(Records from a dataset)
'''
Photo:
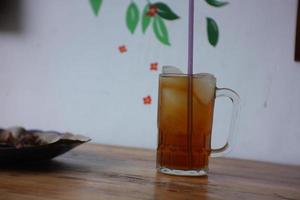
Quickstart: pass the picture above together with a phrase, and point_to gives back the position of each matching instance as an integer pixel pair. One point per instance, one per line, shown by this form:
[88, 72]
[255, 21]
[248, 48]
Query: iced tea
[178, 149]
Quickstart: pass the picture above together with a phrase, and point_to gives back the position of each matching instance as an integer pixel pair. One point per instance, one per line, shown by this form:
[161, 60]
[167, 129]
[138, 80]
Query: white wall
[61, 70]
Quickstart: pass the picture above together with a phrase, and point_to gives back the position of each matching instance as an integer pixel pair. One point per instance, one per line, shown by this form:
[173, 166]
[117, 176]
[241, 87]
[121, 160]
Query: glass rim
[197, 75]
'''
PROBLEM TO SOLVE:
Lay out every line of the rows above as a Markdown table with the columns Row and Line, numbering the lines in order and skipping any blank ones. Leave the pictures out of the table.

EXERCISE ANSWER:
| Row | Line |
|---|---|
| 1 | Photo: |
| 2 | Quickstart: pass the picture above together with a phrase, and point_to gives back the position of each matching instance as an integer pixel pair. One point per instance, one per line, shown by this form: |
| 3 | [88, 72] |
| 4 | [255, 21] |
| 5 | [248, 48] |
| 6 | Query: iced tea |
| 7 | [178, 149] |
| 8 | Quickstart: pass the picture above together with a phrase, and point_to gives back the position of each matching instance as an integer pixel pair. One point per instance, one per line, shown by this form: |
| 9 | [161, 60] |
| 10 | [167, 129] |
| 11 | [138, 80] |
| 12 | Query: white wall |
| 13 | [61, 70] |
| 14 | Quickstart: pass the picture above together with a phrase, and point_to gives back the position of each matching instance as an integer pixel pair. One point per instance, one per line, shown by this form: |
| 15 | [173, 166] |
| 16 | [117, 176] |
| 17 | [241, 87] |
| 18 | [121, 160] |
| 19 | Query: glass rim |
| 20 | [197, 75] |